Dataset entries
==========

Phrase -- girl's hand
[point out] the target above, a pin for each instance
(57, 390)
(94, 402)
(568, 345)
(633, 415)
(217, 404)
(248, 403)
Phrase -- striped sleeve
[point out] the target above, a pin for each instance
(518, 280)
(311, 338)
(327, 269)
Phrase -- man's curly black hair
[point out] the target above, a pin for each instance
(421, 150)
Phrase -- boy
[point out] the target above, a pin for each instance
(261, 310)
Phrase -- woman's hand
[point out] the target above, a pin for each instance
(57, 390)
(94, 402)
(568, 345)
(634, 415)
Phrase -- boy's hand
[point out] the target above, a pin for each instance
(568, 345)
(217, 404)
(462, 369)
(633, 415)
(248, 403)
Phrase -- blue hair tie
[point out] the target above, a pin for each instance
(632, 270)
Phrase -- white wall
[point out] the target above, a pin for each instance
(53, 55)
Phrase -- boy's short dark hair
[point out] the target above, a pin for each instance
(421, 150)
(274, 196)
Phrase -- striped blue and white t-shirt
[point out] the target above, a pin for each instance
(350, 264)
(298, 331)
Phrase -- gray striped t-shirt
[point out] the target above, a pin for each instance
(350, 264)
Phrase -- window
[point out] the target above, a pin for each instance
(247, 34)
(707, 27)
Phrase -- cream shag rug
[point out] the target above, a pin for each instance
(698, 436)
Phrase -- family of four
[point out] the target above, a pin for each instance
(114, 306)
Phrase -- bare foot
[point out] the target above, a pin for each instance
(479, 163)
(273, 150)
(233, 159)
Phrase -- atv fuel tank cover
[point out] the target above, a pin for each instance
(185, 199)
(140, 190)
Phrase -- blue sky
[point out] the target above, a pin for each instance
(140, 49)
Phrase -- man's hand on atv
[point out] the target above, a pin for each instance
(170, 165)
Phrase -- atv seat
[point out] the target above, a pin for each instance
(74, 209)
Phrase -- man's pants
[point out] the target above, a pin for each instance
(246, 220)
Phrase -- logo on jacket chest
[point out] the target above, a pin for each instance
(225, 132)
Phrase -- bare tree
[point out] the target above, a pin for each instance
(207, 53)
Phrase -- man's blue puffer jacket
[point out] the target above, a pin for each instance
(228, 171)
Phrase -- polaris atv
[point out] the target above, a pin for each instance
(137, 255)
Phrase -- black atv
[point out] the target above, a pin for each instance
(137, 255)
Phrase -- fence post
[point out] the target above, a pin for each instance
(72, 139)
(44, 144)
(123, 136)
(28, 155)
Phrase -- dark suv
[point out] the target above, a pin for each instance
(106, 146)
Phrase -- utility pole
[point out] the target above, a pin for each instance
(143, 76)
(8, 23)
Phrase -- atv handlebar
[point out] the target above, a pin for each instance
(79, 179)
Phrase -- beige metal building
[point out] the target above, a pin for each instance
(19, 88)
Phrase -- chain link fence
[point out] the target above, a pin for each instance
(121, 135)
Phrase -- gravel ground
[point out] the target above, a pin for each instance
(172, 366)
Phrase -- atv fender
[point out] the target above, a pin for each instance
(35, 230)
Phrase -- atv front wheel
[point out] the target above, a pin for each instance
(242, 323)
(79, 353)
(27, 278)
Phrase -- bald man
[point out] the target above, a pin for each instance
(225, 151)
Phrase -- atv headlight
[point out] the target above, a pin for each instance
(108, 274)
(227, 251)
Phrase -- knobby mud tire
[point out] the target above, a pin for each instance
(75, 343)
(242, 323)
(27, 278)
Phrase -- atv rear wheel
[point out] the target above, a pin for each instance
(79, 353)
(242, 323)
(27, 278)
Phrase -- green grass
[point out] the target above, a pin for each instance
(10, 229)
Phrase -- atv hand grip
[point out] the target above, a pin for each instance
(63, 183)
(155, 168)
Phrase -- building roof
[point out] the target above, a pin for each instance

==========

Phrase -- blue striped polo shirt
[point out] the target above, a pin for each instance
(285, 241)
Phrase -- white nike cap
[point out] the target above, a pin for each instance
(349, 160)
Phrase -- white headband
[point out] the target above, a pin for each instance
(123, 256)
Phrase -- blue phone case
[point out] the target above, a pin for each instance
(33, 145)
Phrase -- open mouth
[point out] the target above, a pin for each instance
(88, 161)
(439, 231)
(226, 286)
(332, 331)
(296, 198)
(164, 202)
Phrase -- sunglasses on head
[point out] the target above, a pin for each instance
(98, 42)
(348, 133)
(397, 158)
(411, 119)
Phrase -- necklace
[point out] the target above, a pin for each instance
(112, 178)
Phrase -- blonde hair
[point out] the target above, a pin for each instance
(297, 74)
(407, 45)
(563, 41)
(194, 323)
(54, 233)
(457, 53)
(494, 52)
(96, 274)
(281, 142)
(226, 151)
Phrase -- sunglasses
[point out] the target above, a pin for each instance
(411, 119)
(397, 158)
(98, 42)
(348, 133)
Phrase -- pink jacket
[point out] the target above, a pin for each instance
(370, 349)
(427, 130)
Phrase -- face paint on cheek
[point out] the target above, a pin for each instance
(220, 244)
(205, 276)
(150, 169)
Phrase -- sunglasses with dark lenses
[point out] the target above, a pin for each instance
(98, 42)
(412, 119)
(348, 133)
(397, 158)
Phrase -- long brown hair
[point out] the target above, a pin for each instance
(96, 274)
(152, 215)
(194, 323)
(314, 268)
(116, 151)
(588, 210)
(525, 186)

==========

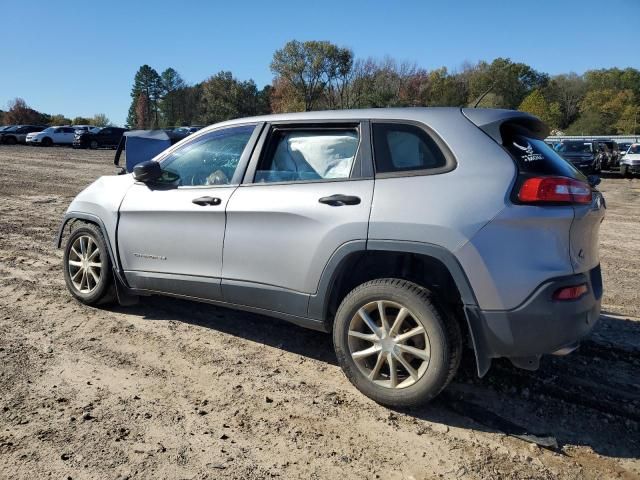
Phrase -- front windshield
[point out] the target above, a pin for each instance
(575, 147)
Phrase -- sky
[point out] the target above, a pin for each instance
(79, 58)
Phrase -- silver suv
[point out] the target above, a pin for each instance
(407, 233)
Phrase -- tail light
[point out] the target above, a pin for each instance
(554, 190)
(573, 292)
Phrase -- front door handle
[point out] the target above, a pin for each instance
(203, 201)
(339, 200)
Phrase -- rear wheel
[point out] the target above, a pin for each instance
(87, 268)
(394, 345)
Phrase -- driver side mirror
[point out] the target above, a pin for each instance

==========

Collect every line in the rows that contains the word "building", copying each line as it appears. Case counts.

Phrase -- beige metal building
Phrase -- building roof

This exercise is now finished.